== RAW DATA ==
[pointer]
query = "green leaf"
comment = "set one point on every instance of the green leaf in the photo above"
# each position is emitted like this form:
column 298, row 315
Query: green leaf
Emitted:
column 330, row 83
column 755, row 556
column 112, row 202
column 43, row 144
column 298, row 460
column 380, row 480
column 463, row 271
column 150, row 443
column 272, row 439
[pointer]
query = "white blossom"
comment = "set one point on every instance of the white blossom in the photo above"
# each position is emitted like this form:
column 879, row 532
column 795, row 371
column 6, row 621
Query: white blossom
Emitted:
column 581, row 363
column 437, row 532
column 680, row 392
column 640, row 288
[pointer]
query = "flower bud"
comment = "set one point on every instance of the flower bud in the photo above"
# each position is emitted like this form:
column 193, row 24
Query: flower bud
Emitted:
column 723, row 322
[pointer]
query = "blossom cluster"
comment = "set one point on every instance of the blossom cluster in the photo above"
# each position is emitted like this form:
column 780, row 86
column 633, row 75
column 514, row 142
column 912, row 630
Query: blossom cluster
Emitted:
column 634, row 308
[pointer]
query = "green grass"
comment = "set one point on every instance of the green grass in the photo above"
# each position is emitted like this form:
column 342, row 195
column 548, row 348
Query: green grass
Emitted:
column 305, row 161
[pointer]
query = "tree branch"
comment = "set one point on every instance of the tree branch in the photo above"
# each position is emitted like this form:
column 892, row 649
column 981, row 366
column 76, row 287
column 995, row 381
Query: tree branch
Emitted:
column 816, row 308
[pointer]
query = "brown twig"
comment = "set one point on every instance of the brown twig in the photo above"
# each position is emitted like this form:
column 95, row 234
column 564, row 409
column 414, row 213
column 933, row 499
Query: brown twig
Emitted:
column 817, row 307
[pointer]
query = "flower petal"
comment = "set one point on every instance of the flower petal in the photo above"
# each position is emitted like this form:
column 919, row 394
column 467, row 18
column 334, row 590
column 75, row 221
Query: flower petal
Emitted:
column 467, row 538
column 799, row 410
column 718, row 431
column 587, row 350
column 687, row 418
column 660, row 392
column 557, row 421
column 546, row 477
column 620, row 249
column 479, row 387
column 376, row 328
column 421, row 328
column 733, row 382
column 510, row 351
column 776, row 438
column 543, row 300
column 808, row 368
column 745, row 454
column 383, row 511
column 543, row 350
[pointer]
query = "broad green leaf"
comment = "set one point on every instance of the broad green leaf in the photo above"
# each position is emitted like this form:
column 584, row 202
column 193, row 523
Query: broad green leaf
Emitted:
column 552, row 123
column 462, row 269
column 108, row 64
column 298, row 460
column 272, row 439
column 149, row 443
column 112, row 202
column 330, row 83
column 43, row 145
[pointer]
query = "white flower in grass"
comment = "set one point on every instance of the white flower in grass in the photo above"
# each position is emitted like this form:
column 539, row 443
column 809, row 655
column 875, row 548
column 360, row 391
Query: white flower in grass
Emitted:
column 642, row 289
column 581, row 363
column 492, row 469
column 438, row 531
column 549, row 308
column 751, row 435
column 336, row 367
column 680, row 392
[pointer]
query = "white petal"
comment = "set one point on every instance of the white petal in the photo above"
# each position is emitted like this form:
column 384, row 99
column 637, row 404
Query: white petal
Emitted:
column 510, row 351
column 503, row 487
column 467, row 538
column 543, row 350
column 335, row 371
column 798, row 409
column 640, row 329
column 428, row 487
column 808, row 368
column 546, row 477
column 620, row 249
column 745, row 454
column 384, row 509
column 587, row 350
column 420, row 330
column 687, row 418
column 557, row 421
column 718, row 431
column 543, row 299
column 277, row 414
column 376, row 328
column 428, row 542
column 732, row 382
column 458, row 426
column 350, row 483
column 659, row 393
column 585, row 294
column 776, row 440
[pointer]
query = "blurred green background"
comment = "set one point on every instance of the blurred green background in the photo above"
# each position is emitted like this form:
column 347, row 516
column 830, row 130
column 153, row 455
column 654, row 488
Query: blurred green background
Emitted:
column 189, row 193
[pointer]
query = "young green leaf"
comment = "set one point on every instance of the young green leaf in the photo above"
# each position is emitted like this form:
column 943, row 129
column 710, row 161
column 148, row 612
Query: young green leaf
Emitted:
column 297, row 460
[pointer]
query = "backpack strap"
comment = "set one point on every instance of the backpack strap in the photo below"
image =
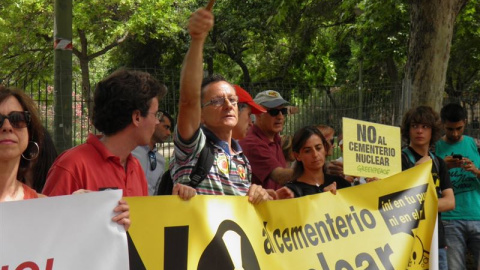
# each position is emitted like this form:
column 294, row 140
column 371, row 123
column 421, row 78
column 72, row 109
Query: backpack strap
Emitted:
column 411, row 158
column 409, row 155
column 203, row 165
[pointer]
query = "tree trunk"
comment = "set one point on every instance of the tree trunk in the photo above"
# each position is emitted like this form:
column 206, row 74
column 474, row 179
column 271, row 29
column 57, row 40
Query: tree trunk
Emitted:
column 431, row 31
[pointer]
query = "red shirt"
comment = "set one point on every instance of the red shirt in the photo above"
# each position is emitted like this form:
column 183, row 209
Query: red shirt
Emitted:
column 29, row 193
column 264, row 156
column 91, row 166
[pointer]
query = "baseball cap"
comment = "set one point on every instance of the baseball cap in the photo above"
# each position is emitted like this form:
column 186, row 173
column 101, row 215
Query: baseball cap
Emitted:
column 244, row 97
column 270, row 99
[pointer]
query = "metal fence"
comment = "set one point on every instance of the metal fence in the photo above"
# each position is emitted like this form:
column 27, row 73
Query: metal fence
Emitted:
column 379, row 103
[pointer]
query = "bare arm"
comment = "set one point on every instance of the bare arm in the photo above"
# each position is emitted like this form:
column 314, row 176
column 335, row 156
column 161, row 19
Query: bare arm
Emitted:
column 189, row 114
column 447, row 201
column 281, row 175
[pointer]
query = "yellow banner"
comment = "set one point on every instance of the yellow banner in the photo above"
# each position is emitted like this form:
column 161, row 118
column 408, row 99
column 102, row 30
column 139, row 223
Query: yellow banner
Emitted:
column 370, row 149
column 386, row 224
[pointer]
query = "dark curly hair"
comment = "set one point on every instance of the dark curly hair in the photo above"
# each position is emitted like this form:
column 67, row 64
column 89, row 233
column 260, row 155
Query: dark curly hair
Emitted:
column 421, row 115
column 34, row 128
column 119, row 95
column 299, row 140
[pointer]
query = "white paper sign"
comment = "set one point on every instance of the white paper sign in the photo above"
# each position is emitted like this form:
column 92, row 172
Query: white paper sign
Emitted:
column 65, row 232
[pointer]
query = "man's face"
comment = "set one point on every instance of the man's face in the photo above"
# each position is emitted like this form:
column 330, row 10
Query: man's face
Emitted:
column 420, row 134
column 273, row 120
column 454, row 130
column 162, row 130
column 150, row 122
column 244, row 123
column 218, row 117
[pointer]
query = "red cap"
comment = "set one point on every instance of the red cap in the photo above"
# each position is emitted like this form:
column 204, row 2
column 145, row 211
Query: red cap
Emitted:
column 244, row 97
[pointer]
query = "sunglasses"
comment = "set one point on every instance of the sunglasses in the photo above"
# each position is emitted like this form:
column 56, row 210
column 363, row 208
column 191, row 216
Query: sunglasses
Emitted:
column 16, row 119
column 275, row 112
column 153, row 160
column 220, row 101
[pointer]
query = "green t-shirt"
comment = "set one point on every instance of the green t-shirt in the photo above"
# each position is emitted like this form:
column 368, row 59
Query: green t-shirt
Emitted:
column 466, row 185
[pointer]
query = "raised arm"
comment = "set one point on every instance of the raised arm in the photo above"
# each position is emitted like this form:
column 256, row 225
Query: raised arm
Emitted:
column 191, row 77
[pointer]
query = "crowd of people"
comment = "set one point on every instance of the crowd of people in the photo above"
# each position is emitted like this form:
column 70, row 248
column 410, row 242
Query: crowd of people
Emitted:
column 249, row 158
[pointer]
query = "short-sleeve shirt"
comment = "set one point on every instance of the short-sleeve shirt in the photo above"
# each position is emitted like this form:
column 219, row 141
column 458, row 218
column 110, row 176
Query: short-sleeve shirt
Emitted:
column 153, row 176
column 29, row 193
column 93, row 167
column 466, row 185
column 441, row 178
column 230, row 173
column 264, row 156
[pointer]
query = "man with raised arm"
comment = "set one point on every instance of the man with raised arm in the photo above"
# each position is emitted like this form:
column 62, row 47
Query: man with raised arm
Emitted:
column 207, row 114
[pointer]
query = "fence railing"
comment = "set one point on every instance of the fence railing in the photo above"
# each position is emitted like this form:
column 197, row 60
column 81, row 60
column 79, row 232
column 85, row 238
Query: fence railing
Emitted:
column 327, row 105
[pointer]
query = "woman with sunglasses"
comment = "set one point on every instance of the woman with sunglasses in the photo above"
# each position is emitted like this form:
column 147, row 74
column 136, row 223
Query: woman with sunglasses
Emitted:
column 20, row 134
column 310, row 149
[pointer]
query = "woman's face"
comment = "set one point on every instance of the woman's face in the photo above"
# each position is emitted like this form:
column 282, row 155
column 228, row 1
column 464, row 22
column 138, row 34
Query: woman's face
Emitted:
column 312, row 154
column 13, row 141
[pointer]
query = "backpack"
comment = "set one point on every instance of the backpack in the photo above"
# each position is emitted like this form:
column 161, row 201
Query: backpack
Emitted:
column 199, row 172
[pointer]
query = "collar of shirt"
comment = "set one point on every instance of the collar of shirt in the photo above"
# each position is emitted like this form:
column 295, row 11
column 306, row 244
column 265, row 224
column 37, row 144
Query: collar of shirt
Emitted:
column 222, row 144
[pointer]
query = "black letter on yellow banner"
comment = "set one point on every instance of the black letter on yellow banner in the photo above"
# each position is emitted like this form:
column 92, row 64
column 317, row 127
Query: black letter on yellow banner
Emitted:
column 221, row 254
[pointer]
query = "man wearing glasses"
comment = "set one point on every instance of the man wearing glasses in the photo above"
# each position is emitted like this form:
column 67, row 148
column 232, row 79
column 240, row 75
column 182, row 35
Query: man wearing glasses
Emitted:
column 207, row 114
column 263, row 145
column 125, row 110
column 152, row 162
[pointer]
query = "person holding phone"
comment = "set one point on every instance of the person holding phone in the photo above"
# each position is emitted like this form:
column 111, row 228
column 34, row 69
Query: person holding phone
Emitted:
column 420, row 129
column 462, row 225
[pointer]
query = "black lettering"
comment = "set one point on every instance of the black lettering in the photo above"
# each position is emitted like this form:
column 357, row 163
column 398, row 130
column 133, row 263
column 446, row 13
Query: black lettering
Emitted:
column 365, row 257
column 276, row 234
column 384, row 256
column 286, row 239
column 341, row 226
column 311, row 235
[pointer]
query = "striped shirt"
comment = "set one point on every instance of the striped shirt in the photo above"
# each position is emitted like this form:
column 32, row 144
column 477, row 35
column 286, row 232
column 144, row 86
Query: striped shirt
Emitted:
column 230, row 173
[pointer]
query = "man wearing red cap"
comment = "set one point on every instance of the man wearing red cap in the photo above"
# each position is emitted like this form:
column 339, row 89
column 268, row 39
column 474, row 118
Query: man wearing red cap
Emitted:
column 246, row 106
column 262, row 145
column 207, row 114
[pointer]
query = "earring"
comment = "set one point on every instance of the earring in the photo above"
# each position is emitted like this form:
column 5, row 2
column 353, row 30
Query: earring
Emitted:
column 31, row 154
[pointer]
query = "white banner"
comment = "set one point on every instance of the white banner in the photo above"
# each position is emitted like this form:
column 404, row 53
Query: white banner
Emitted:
column 66, row 232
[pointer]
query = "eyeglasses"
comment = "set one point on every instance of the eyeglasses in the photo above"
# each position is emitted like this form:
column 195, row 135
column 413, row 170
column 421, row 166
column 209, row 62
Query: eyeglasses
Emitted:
column 275, row 112
column 153, row 160
column 158, row 114
column 16, row 119
column 220, row 101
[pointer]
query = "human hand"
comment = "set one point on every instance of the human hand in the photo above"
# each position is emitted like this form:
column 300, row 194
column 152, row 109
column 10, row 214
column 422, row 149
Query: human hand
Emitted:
column 281, row 193
column 335, row 167
column 257, row 194
column 200, row 23
column 423, row 159
column 123, row 218
column 185, row 192
column 332, row 188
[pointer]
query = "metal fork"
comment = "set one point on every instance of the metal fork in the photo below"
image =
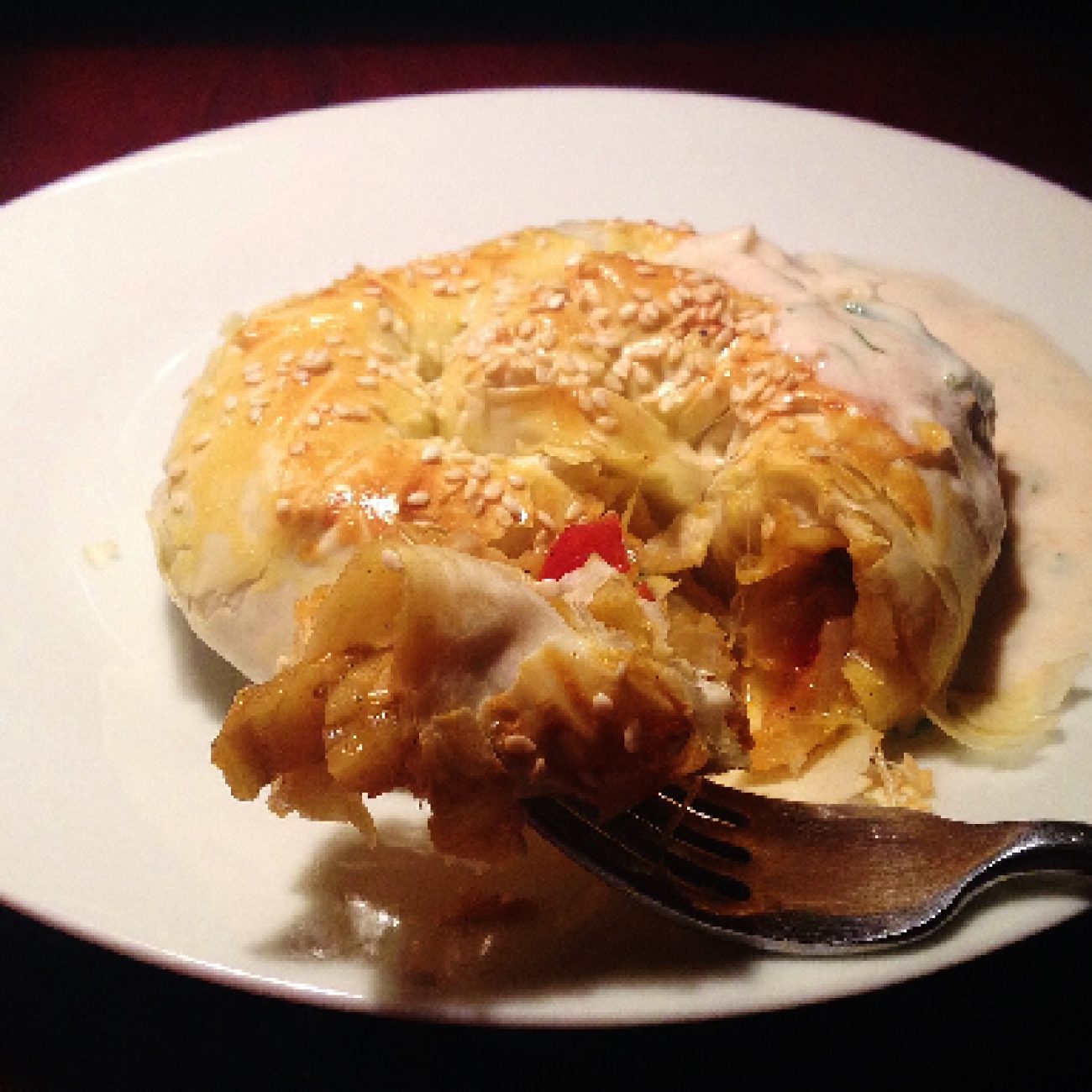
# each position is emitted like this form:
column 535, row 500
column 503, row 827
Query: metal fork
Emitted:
column 804, row 878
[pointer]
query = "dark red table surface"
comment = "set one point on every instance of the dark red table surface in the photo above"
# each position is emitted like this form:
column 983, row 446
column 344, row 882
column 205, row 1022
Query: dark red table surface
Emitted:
column 77, row 91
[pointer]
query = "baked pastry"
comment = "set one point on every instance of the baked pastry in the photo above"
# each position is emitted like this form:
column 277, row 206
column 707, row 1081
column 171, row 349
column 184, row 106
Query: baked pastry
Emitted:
column 580, row 509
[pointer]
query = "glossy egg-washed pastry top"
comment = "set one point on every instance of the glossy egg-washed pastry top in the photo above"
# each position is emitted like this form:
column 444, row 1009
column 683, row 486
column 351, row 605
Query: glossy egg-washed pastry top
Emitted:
===
_GOAL OF THE EXERCISE:_
The lines to copy are those above that contain "eyeglasses".

_EXERCISE OUTPUT:_
query = "eyeglasses"
comment = "set one point on every instance of the eyeglasses in the photo above"
Query: eyeglasses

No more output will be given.